# [EXTRACT]
════════

Scotland have found out the route they need to reach Euro 2020 after being drawn to face Israel in the semi-finals of the play-offs.

Steve Clarke’s team flopped in the European Championship qualifiers, but their performance in last season’s Nations League was enough to give them a second chance of reaching next summer’s finals through the play-offs.

Scotland have not qualified for a major tournament since reaching the 1998 World Cup but face their biggest chance yet to end that drought, with their semi-final taking place in front of home supporters at Hampden Park in the one-leg tie.

From there, a victory in the Path C section of the play-offs would then see them face the winner of Norway and Serbia in the other semi-final taking place in Oslo.

However Scotland would have to contest that final as the away side with Friday’s draw pitting one of Norway or Serbia as the home team.

════════

# [DATA LINES]
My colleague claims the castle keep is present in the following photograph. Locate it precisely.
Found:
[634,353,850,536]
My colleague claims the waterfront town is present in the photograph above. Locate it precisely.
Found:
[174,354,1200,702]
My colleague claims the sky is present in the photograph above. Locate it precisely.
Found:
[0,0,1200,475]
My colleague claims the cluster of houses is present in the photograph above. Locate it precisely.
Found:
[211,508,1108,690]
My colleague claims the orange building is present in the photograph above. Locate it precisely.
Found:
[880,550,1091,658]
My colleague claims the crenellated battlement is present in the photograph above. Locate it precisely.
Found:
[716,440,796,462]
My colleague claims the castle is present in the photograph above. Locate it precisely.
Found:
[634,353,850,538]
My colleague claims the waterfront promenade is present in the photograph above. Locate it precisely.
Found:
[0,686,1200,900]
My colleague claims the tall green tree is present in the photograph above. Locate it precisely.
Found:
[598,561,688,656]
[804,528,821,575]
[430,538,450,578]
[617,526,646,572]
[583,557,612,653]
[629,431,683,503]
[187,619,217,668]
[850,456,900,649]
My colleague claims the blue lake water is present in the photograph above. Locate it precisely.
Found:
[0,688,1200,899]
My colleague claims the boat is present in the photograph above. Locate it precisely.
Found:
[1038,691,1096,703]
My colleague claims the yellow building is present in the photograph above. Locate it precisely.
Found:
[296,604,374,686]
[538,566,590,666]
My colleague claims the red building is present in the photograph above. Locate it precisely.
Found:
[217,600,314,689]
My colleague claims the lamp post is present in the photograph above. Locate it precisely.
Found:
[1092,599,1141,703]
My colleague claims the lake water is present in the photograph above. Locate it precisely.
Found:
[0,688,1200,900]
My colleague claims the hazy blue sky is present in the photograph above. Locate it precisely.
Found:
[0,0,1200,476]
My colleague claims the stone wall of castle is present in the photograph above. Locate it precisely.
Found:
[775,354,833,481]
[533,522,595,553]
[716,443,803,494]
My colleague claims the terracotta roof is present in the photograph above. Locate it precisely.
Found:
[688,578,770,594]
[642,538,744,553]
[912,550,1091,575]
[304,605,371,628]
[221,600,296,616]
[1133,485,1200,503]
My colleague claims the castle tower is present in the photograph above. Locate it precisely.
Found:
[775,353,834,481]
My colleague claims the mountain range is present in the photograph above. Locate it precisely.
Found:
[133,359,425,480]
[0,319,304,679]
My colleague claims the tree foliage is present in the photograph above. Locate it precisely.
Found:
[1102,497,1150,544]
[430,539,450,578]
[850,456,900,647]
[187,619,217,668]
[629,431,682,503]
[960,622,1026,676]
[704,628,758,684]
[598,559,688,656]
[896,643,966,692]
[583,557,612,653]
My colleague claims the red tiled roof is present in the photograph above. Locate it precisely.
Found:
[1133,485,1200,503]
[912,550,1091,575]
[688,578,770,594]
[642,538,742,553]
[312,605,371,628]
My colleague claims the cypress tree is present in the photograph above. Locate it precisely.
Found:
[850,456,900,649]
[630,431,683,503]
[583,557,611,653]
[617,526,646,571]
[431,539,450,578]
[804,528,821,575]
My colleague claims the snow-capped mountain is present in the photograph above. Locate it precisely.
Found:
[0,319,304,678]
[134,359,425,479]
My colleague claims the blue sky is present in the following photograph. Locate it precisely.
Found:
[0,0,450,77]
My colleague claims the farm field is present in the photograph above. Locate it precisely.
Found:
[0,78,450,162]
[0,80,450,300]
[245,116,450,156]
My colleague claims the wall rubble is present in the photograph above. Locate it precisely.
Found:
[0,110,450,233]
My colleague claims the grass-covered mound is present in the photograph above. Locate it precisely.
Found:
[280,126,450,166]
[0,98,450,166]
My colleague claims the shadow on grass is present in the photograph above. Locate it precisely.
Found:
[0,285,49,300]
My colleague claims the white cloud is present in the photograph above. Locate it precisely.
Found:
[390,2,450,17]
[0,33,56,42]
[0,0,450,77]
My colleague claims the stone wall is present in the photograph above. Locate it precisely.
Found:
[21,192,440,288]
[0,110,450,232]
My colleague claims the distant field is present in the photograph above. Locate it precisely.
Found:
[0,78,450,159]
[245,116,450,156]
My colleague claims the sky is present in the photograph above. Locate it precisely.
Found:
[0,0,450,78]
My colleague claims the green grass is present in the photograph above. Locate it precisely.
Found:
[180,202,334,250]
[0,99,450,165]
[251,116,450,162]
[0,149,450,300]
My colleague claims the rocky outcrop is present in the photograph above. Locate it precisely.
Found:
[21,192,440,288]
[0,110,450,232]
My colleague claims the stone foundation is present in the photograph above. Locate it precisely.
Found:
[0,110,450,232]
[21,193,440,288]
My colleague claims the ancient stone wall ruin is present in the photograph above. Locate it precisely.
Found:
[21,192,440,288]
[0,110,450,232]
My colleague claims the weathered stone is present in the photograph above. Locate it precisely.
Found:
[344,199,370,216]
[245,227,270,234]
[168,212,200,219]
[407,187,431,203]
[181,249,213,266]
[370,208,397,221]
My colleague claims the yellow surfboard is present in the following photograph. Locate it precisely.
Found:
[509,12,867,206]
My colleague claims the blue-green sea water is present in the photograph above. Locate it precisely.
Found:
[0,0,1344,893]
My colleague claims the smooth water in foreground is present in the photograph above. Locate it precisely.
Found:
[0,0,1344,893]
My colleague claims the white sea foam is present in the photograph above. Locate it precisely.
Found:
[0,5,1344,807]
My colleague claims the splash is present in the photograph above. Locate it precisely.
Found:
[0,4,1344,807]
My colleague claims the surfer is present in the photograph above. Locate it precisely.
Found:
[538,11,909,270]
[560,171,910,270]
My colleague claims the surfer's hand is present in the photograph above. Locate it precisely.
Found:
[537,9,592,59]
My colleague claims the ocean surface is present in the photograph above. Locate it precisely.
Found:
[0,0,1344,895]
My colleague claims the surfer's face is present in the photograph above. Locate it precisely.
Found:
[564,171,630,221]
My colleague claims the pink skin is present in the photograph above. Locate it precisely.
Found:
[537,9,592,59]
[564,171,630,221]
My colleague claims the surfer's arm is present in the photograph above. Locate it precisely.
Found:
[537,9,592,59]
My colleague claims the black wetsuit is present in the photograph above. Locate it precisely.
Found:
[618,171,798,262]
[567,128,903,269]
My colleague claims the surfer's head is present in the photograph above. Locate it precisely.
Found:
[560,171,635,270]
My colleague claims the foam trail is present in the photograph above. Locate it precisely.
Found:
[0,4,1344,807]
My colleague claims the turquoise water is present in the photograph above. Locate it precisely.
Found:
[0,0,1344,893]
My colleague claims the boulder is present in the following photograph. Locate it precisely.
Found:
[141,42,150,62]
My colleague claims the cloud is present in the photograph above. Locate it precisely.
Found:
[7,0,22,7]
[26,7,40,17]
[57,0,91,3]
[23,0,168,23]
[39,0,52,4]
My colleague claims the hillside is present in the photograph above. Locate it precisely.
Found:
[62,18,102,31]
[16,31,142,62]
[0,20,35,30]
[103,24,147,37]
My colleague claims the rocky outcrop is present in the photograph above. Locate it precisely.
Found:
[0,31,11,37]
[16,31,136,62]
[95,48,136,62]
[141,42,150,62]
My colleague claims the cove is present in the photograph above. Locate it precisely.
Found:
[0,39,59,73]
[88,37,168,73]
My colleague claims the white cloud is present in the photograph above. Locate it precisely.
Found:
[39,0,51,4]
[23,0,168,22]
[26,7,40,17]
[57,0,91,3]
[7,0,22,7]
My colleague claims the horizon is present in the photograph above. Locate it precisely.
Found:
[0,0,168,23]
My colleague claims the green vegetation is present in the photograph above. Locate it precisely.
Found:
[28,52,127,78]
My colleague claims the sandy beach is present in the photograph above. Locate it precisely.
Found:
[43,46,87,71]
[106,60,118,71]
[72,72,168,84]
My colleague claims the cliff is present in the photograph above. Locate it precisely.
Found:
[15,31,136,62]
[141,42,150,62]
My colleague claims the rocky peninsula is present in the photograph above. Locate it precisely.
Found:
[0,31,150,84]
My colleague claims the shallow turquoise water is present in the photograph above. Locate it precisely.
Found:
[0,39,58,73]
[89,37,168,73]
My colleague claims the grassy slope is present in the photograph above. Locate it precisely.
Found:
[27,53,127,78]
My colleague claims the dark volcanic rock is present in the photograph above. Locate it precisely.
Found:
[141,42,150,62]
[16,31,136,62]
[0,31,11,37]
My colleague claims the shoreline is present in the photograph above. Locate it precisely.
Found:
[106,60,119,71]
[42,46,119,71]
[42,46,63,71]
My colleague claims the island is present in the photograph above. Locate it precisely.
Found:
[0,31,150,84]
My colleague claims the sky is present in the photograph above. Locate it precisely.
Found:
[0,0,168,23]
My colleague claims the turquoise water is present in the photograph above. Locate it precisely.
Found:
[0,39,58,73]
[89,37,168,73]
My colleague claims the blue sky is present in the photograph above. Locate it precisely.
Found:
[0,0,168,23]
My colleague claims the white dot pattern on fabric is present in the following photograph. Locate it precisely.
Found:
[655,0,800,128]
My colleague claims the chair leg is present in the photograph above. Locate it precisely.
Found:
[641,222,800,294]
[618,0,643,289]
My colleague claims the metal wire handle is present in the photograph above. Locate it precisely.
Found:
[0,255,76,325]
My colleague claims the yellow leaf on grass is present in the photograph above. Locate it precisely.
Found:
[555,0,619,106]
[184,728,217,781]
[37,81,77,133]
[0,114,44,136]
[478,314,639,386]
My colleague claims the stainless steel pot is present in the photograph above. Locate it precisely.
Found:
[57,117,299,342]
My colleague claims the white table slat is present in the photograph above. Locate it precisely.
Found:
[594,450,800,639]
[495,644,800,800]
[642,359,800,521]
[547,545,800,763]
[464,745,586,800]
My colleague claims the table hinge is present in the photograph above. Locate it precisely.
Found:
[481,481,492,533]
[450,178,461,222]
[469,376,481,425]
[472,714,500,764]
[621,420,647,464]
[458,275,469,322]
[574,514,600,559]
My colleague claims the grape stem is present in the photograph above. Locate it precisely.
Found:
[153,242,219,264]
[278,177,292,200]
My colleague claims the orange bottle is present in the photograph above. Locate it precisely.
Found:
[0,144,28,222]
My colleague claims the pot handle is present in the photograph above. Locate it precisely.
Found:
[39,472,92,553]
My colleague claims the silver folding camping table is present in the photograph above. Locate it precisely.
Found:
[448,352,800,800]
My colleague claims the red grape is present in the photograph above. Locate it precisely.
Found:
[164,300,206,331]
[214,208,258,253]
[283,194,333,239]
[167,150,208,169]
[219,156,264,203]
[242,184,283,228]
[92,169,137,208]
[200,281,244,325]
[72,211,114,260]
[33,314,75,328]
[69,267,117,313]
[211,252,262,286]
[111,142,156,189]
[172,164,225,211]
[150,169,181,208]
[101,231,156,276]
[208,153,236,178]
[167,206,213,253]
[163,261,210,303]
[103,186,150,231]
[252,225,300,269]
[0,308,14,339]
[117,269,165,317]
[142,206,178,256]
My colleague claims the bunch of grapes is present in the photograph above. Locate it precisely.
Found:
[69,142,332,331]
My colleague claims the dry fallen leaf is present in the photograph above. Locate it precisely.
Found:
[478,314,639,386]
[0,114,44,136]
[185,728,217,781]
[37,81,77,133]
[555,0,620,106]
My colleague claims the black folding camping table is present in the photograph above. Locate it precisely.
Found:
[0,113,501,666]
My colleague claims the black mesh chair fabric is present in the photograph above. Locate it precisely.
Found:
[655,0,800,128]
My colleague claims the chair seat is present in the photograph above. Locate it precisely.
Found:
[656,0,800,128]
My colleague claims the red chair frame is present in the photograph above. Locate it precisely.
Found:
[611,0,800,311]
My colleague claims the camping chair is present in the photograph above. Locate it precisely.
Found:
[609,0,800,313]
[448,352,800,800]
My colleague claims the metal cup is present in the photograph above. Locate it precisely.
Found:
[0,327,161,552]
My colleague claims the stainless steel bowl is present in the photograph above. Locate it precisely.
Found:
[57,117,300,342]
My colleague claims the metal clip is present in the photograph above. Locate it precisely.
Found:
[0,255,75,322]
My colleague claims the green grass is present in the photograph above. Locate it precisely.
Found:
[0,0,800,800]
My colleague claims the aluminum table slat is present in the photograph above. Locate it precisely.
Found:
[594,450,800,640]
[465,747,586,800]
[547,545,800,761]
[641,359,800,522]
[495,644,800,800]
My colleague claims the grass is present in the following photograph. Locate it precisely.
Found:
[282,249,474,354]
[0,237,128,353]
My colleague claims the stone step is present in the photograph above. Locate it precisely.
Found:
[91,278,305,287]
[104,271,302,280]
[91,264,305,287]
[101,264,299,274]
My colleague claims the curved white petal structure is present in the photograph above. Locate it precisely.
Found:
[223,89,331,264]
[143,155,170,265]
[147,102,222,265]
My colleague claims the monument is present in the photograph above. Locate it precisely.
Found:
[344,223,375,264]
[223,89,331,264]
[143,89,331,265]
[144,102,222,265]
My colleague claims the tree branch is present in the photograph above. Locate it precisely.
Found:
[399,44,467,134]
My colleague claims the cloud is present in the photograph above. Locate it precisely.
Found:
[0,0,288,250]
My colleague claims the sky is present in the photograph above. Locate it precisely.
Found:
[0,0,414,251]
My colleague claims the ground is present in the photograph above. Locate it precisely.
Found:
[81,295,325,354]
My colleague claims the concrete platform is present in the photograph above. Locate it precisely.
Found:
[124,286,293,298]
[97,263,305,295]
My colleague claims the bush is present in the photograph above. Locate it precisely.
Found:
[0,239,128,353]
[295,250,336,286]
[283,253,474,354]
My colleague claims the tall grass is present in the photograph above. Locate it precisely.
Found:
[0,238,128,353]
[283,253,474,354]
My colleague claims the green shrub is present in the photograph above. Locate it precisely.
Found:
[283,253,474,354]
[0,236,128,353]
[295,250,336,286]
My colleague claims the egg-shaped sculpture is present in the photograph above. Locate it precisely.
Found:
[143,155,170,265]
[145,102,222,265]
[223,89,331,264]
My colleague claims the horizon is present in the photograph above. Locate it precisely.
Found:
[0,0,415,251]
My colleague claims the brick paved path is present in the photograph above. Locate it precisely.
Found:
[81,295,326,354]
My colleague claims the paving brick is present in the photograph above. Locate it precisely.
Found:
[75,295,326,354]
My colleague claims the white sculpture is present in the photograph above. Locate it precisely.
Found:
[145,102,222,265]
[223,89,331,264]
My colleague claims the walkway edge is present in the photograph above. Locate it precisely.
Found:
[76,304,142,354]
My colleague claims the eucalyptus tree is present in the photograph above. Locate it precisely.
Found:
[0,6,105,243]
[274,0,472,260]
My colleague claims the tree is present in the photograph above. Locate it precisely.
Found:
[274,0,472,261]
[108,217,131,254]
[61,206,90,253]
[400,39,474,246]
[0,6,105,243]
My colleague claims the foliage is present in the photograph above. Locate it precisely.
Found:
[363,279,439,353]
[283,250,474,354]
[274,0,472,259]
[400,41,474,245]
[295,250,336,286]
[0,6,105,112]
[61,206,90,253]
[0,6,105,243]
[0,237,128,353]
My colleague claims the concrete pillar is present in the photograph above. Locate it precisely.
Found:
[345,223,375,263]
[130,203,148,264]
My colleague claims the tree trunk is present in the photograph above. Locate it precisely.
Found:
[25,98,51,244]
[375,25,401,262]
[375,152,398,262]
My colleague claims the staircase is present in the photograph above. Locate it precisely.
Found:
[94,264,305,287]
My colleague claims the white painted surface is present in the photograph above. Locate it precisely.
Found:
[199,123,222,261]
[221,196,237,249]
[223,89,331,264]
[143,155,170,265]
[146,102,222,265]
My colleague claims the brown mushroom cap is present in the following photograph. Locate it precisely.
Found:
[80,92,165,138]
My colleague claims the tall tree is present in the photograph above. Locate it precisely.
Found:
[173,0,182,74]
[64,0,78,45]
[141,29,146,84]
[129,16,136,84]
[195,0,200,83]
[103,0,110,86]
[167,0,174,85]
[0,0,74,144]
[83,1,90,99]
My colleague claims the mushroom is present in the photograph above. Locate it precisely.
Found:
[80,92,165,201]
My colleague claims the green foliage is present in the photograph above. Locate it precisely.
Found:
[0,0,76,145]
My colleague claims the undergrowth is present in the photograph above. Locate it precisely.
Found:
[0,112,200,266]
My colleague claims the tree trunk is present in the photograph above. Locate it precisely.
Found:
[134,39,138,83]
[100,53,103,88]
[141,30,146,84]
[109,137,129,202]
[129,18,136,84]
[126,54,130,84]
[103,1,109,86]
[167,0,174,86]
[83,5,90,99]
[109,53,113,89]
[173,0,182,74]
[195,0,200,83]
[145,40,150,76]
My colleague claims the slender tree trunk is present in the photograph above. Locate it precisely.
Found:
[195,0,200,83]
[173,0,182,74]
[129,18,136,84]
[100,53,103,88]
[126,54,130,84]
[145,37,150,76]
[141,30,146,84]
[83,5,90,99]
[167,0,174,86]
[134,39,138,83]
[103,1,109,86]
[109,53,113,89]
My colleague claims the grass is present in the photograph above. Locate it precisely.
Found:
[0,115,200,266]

════════

Duplicate the part of the Scotland play-off article from "Scotland have not" up to and including "the home team.". The listing is separate material that does not connect to the Scotland play-off text.

Scotland have not qualified for a major tournament since reaching the 1998 World Cup but face their biggest chance yet to end that drought, with their semi-final taking place in front of home supporters at Hampden Park in the one-leg tie.

From there, a victory in the Path C section of the play-offs would then see them face the winner of Norway and Serbia in the other semi-final taking place in Oslo.

However Scotland would have to contest that final as the away side with Friday’s draw pitting one of Norway or Serbia as the home team.